_Written problem 1_.
Extract the full regulation text on the credit threshold amount, reproducing it word for word.

=== Page text ===

4. In supplement I to part 1026, under Section 1026.3—Exempt Transactions, the entry for 3(b)—Credit Over Applicable Threshold Amount is revised to read as follows:

Supplement I to Part 1026—Official Interpretations

Subpart A—General

Section 1026.3—Exempt Transactions

3(b) Credit Over Applicable Threshold Amount

1. Threshold amount. For purposes of § 1026.3(b), the threshold amount in effect during a particular period is the amount stated in comment 3(b)-3 below for that period. The threshold amount is adjusted effective January 1 of each year by any annual percentage increase in the Consumer Price Index for Urban Wage Earners and Clerical Workers (CPI-W) that was in effect on the preceding June 1. Comment 3(b)-3 will be amended to provide the threshold amount for the upcoming year after the annual percentage change in the CPI-W that was in effect on June 1 becomes available. Any increase in the threshold amount will be rounded to the nearest $100 increment. For example, if the annual percentage increase in the CPI-W would result in a $950 increase in the threshold amount, the threshold amount will be increased by $1,000. However, if the annual percentage increase in the CPI-W would result in a $949 increase in the threshold amount, the threshold amount will be increased by $900.

=== Records for the task ===

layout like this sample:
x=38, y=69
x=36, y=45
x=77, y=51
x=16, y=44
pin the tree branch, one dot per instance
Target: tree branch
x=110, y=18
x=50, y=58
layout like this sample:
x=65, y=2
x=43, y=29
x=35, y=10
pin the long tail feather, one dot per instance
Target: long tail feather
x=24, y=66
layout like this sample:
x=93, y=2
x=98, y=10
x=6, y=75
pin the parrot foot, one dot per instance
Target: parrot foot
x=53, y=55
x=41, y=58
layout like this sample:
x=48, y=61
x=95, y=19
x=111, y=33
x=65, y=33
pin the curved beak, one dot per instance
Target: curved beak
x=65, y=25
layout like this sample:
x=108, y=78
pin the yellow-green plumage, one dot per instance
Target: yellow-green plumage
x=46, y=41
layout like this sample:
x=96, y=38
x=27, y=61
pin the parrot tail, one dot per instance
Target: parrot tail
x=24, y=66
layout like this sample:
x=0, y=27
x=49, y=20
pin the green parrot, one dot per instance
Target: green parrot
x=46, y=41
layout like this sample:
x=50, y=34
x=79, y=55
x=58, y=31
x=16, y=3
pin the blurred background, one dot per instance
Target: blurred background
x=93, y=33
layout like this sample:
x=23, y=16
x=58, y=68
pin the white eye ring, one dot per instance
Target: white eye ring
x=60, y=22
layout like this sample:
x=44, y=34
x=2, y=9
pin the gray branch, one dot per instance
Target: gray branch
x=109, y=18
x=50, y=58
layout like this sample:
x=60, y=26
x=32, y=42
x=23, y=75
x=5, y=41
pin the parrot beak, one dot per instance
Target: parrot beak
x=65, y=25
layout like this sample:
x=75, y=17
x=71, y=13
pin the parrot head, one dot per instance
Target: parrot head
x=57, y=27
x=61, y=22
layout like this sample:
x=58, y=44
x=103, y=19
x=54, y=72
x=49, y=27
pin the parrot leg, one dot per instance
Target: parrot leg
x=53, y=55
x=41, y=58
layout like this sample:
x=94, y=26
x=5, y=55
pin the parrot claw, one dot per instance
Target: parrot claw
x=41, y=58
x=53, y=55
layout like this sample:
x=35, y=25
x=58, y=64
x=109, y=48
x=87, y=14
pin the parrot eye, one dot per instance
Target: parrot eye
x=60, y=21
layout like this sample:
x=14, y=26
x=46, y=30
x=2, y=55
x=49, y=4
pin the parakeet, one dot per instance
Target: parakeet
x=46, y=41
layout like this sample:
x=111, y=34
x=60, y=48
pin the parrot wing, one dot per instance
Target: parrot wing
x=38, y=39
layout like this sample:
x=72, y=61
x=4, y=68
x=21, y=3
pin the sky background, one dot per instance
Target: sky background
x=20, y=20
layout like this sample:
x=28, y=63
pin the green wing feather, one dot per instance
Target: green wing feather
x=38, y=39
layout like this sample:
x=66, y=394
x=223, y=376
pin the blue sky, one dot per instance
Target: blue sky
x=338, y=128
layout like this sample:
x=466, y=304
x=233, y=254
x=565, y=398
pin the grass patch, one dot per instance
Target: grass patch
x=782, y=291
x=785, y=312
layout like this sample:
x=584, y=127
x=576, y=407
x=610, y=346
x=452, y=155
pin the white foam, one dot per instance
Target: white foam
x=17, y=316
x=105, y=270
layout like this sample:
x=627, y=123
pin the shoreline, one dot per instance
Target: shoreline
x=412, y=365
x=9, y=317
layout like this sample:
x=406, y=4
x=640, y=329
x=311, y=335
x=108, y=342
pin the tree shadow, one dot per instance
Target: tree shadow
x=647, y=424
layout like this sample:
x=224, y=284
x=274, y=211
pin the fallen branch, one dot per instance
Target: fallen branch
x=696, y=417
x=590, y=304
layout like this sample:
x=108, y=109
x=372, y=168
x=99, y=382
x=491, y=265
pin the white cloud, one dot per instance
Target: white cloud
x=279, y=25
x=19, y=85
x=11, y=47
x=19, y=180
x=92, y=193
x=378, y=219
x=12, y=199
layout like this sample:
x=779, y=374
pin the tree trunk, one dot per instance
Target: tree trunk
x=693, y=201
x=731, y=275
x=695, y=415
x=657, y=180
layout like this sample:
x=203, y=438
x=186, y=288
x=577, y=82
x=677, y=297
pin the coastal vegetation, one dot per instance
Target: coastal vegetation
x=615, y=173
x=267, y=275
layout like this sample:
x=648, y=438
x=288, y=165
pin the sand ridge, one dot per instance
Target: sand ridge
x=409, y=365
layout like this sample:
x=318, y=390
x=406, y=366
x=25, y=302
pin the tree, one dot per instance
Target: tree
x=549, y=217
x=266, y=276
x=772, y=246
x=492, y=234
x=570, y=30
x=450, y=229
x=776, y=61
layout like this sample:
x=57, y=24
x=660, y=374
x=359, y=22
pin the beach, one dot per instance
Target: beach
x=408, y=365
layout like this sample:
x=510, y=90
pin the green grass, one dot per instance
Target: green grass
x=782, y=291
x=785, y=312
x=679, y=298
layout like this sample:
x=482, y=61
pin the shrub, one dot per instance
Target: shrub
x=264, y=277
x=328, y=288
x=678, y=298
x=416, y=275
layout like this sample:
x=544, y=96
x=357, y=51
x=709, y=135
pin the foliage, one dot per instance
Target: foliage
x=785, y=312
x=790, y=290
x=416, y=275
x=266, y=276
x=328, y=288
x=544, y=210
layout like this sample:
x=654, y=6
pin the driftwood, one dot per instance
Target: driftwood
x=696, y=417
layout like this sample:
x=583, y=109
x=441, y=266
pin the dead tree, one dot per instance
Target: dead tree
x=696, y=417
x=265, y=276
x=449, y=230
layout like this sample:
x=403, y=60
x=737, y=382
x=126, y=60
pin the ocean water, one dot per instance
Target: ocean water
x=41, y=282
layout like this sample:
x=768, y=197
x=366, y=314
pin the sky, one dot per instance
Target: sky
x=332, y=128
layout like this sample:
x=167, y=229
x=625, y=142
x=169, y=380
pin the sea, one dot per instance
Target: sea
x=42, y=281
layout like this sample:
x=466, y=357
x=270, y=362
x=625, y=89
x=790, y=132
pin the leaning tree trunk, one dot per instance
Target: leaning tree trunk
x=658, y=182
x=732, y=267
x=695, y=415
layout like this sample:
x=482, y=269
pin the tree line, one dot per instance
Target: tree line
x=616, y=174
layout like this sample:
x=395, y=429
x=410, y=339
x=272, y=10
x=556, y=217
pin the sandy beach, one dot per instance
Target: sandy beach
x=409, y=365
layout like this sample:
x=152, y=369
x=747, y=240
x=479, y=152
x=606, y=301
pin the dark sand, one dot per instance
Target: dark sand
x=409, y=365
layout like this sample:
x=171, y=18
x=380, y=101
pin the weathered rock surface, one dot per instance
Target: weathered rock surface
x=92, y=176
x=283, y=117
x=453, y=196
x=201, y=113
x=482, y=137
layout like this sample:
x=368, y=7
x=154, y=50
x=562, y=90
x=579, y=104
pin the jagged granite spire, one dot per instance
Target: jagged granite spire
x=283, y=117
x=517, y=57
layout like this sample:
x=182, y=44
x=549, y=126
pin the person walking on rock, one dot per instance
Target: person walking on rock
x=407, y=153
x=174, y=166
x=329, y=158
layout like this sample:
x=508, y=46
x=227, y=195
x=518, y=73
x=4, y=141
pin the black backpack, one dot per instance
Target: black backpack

===

_Written problem 2_.
Show each line of the listing that contains the string "foliage", treating uppercase and lowercase letters as different.

_Full solution 1_.
4. In supplement I to part 1026, under Section 1026.3—Exempt Transactions, the entry for 3(b)—Credit Over Applicable Threshold Amount is revised to read as follows:

Supplement I to Part 1026—Official Interpretations

Subpart A—General

Section 1026.3—Exempt Transactions

3(b) Credit Over Applicable Threshold Amount

1. Threshold amount. For purposes of § 1026.3(b), the threshold amount in effect during a particular period is the amount stated in comment 3(b)-3 below for that period. The threshold amount is adjusted effective January 1 of each year by any annual percentage increase in the Consumer Price Index for Urban Wage Earners and Clerical Workers (CPI-W) that was in effect on the preceding June 1. Comment 3(b)-3 will be amended to provide the threshold amount for the upcoming year after the annual percentage change in the CPI-W that was in effect on June 1 becomes available. Any increase in the threshold amount will be rounded to the nearest $100 increment. For example, if the annual percentage increase in the CPI-W would result in a $950 increase in the threshold amount, the threshold amount will be increased by $1,000. However, if the annual percentage increase in the CPI-W would result in a $949 increase in the threshold amount, the threshold amount will be increased by $900.

_Full solution 2_.
pin the foliage, one dot per instance
Target: foliage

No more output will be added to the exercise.